## Exercise
Reproduce every line of the listing below with no changes.
━━ Data for the task
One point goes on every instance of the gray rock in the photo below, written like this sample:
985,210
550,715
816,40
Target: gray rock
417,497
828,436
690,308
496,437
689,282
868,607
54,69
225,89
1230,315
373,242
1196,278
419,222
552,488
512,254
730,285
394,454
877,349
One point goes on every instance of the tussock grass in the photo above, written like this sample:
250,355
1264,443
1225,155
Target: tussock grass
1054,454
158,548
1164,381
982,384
━━━━
## Task answer
One point goes on every instance of the gray rock in the photo below, written like this sample:
985,210
550,715
816,40
Target: gray rock
417,497
828,436
690,308
496,437
689,282
868,607
54,69
225,89
1230,315
373,242
1196,278
419,222
552,488
512,254
730,285
394,454
877,349
One point goes on every instance of the tussock grass in the photo above, written like this sample:
250,355
1264,443
1225,155
Target: tussock grass
1054,454
158,548
1164,381
982,384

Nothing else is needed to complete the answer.